**TEXT SECTION:**
— BEGIN —
The National Liberation Forces () were an insurgent group in Mexico. It was founded in 1969 by a group of young regiomontanos led by César Yáñez Muñoz, integrating the members of an old dissolved organization called the Mexican Insurgent Army (EIM).

One of FLN's leaders was Rafael Guillén, who became a leader within the group's successor, the Zapatista National Liberation Army (EZLN).

History 
The National Liberation Forces were established in August 1969, the founders were mainly students of the University of Nuevo León. The group's activities were limited to the state of Chiapas. In 1972, FLN activists bought the El Chilar ranch in Ocosingo, which would secretly serve as the FLN base. In 1974, one of the partisans gave the Mexican Army information on the location of the FLN headquarters. In the same year, the army stormed El Chilar. Five FLN fighters and three soldiers were killed in the attack, while others were arrested and tortured. The storming of El Chilar led to the self-dissolution of the National Liberation Forces, who continued their agitation underground. According to newspapers, in mid-April 1974, the surviving group led by Cesar Germán was wiped out by the army in the jungle. In 1983, former FLN members participated in the formation of the Zapatista Army of National Liberation.
— END —
Location identification listing
— BEGIN —
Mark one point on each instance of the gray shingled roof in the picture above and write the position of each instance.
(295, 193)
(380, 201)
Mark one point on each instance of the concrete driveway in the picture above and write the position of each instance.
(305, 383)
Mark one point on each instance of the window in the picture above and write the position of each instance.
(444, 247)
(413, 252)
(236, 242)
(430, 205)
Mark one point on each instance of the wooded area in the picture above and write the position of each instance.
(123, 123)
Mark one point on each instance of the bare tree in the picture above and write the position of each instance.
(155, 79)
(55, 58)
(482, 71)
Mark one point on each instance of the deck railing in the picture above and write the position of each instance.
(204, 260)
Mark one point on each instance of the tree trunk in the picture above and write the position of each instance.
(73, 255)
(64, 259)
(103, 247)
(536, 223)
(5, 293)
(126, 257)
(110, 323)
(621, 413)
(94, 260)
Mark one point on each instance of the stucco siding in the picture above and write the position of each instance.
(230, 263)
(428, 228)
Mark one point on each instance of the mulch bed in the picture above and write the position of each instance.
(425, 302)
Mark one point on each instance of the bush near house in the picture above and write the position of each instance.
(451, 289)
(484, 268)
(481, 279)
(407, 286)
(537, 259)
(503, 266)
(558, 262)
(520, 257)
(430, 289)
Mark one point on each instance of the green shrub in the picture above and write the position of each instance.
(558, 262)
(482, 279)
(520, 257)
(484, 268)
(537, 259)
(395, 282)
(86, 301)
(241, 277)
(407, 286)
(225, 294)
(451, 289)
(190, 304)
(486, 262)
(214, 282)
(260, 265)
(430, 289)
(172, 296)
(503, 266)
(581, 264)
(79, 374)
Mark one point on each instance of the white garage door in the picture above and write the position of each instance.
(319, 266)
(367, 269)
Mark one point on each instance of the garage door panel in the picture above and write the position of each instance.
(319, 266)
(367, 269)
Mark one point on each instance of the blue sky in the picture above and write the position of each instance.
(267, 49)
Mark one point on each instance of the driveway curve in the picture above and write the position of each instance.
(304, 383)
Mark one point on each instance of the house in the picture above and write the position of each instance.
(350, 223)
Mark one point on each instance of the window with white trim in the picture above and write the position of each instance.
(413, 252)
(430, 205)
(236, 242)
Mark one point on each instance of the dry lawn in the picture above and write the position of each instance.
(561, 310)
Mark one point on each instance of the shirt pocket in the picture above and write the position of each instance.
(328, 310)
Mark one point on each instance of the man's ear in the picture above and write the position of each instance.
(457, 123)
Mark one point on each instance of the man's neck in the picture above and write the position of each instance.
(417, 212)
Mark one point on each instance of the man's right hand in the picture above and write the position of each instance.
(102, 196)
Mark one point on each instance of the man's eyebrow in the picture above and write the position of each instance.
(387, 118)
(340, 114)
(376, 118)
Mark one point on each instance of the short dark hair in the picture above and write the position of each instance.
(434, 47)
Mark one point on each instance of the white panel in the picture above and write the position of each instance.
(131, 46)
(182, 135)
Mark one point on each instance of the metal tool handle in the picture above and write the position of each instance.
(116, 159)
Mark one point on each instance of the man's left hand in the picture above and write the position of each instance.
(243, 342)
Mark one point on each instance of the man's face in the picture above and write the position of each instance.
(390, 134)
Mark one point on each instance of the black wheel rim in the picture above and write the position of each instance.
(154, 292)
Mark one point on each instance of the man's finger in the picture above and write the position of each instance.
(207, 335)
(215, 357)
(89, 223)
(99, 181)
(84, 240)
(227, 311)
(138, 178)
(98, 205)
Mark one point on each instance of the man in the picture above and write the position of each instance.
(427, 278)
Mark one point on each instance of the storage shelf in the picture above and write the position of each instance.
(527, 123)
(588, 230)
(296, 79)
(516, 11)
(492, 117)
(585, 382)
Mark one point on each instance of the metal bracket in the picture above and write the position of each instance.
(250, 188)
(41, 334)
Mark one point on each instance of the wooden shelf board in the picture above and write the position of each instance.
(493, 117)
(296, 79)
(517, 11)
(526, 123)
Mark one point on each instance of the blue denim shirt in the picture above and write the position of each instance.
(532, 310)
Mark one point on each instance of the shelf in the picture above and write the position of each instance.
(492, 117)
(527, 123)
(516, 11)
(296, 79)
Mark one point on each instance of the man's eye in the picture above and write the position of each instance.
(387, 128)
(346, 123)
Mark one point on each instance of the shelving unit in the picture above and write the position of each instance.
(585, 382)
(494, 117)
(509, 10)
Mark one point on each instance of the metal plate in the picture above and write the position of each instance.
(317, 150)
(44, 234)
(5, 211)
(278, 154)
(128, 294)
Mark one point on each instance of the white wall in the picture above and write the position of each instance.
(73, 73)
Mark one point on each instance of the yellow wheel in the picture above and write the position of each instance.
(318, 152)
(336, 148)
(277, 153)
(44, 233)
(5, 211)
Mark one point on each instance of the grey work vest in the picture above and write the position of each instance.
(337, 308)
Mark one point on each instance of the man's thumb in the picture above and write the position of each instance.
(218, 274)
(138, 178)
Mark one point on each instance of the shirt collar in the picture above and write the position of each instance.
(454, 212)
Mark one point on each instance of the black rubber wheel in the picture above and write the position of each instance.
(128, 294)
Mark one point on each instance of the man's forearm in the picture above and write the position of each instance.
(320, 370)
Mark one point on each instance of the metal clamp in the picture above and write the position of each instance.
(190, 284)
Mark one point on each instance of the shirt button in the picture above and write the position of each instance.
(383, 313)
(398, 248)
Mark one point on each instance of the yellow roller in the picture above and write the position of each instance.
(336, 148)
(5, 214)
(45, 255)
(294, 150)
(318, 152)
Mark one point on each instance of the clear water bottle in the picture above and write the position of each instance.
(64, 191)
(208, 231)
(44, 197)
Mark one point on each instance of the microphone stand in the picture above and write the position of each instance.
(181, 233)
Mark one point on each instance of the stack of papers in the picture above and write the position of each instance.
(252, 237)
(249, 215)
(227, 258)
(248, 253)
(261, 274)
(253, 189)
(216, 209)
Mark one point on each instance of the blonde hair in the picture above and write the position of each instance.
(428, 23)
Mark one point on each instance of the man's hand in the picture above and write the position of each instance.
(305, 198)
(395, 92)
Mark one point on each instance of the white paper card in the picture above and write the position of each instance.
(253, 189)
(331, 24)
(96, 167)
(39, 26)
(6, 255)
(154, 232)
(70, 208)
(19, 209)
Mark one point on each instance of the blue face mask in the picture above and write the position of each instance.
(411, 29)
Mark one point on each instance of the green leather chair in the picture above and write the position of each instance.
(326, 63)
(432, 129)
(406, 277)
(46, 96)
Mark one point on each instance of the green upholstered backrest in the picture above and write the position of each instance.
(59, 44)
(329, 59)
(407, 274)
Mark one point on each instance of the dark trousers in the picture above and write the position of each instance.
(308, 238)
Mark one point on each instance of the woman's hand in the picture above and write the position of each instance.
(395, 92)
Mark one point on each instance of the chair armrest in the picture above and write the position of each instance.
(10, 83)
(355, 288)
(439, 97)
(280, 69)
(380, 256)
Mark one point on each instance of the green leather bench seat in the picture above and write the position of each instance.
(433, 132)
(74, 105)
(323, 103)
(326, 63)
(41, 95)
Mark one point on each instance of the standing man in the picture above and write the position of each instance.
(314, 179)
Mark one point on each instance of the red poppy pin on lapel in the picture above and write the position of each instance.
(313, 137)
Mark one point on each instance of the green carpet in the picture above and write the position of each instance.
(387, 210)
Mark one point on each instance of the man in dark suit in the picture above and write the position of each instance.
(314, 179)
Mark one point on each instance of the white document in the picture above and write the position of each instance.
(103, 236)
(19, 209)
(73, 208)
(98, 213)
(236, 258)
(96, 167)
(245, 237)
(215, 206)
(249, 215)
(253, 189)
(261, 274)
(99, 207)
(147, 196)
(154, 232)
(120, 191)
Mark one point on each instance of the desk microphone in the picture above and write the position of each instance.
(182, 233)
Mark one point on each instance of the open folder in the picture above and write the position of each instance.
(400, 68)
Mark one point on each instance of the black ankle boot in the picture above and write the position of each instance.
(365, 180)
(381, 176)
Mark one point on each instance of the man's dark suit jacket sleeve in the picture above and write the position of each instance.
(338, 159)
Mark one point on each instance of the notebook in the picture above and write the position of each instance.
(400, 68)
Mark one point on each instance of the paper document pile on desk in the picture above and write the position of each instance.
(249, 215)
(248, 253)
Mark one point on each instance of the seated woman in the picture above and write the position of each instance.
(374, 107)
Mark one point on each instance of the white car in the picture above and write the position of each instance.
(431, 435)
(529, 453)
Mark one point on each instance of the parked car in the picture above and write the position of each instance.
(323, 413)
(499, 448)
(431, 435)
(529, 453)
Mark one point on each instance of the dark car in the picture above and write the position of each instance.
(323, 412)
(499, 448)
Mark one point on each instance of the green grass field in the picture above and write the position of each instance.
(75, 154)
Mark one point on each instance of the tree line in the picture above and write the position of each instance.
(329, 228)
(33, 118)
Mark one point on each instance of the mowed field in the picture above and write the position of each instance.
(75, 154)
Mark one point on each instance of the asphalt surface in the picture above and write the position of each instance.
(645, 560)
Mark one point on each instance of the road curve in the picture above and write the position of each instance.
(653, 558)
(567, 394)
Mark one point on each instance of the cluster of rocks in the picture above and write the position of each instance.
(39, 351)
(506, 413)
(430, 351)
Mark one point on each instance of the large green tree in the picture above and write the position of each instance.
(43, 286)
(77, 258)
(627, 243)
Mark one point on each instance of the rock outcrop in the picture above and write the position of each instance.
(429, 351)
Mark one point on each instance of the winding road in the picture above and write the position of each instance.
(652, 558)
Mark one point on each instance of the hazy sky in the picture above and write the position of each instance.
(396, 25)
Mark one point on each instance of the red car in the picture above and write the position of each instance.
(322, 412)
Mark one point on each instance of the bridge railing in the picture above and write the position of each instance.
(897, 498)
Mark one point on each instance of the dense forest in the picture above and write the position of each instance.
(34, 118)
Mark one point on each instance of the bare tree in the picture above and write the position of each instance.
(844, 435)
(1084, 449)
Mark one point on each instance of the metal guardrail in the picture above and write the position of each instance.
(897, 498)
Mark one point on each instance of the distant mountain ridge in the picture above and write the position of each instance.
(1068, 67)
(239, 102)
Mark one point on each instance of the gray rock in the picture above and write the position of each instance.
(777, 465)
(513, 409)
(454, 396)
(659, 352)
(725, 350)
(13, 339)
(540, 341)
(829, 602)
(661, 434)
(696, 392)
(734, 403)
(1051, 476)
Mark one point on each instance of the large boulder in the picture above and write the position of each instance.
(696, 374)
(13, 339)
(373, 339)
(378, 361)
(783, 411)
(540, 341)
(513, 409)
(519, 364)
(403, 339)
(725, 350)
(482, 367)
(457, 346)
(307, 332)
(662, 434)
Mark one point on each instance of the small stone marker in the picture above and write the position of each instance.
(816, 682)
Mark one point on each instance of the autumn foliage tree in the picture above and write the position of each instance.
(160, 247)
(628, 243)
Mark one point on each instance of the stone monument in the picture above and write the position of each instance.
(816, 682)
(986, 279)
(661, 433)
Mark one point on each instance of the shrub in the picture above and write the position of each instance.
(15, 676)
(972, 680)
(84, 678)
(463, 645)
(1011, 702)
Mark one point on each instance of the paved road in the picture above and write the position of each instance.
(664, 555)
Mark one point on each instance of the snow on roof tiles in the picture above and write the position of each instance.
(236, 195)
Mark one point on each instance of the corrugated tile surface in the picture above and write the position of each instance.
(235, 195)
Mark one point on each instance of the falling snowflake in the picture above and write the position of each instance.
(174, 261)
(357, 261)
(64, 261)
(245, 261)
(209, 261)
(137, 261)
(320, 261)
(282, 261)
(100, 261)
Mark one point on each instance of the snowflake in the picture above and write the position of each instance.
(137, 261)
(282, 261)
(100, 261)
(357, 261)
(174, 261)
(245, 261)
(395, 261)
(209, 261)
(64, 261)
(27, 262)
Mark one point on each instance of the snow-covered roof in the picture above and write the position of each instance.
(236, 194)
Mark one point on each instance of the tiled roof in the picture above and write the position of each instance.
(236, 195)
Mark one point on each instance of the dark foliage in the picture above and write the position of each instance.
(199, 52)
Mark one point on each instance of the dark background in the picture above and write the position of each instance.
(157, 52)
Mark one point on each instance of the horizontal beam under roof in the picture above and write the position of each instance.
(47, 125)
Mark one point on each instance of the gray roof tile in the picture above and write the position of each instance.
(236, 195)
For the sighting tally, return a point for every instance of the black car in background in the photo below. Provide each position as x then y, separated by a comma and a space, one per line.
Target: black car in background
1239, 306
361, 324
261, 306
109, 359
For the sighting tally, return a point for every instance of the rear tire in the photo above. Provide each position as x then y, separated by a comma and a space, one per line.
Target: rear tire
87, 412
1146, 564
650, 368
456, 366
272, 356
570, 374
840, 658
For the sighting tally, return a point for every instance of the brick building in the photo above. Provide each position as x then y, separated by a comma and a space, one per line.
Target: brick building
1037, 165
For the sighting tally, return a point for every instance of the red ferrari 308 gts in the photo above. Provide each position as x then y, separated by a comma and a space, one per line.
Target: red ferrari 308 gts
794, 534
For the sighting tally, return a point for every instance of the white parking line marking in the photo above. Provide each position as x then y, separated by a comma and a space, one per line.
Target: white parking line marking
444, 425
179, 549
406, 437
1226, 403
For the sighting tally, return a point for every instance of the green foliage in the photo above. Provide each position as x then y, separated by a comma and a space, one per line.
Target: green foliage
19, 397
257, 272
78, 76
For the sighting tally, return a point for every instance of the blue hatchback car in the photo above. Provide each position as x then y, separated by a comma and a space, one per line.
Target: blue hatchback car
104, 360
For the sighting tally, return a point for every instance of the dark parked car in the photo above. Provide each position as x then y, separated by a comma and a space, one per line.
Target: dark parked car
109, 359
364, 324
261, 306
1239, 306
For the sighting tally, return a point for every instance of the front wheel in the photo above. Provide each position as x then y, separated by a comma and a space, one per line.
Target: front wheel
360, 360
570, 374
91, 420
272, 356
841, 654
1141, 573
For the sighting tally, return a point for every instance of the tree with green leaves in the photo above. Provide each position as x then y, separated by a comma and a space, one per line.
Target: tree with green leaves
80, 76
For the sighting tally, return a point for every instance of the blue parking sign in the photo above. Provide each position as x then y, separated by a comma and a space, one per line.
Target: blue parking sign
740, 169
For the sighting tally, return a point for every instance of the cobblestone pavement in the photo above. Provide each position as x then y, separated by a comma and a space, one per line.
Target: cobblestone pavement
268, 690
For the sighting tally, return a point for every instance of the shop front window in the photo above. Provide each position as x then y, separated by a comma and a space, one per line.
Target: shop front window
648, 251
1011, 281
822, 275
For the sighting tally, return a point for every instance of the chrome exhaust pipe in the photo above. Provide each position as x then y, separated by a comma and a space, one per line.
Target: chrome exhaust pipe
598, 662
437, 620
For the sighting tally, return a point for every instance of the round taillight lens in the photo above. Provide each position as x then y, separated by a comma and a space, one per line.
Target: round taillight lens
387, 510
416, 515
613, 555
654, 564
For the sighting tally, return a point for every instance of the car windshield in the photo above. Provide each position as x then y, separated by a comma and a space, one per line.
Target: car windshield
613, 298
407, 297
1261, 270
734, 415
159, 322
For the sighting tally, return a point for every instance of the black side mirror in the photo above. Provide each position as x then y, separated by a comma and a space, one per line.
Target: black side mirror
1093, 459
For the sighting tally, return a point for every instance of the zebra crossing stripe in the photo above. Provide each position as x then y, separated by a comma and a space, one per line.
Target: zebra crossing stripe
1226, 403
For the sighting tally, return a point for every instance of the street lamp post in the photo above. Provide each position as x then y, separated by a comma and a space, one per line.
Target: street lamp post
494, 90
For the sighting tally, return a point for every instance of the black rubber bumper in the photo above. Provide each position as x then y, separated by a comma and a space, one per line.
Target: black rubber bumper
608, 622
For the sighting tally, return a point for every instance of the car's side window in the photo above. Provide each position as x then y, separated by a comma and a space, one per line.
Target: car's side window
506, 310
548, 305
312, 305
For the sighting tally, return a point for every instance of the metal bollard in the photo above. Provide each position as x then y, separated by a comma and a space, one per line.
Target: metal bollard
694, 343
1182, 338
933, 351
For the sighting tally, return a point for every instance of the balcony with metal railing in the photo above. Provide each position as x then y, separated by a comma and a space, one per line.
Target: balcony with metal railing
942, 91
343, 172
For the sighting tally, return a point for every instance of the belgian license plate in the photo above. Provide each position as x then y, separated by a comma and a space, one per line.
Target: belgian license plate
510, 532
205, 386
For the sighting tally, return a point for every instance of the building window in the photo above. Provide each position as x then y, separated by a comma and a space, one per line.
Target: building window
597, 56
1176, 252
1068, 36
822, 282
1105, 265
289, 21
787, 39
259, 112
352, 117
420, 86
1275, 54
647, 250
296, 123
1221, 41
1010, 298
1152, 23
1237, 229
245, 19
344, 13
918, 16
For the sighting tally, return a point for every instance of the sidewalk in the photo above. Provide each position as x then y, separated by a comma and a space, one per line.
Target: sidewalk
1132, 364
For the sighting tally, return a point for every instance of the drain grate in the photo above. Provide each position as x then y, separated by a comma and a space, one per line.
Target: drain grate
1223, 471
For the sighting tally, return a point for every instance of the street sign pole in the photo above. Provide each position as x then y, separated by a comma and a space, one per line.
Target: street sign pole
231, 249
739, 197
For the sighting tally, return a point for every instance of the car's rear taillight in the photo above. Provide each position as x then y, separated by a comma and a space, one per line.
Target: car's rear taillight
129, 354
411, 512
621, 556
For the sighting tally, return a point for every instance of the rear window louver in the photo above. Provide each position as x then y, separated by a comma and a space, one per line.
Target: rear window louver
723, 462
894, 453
— END —
**SHORT PROBLEM 1:** In the text on the National Liberation Forces, copy word for word the passage that begins at the words "The National Liberation Forces ()" and stops after the words "Liberation Army (EZLN).".
**SHORT PROBLEM 2:** According to the text on the National Liberation Forces, in what year did FLN activists buy the El Chilar ranch?
**SHORT PROBLEM 3:** Decide whether each statement agrees with the text on the National Liberation Forces, answering yes or no and quoting the words that settle it: (a) The founders were mainly students of the University of Nuevo León. (b) Ten FLN fighters were killed when the army stormed El Chilar. (c) The group was active in several Mexican states.

**TASK RESULT 1:**
The National Liberation Forces () were an insurgent group in Mexico. It was founded in 1969 by a group of young regiomontanos led by César Yáñez Muñoz, integrating the members of an old dissolved organization called the Mexican Insurgent Army (EIM).

One of FLN's leaders was Rafael Guillén, who became a leader within the group's successor, the Zapatista National Liberation Army (EZLN).

**TASK RESULT 2:** 1972

**TASK RESULT 3:**
(a) Yes: "the founders were mainly students of the University of Nuevo León"
(b) No: "Five FLN fighters and three soldiers were killed in the attack"
(c) No: "The group's activities were limited to the state of Chiapas."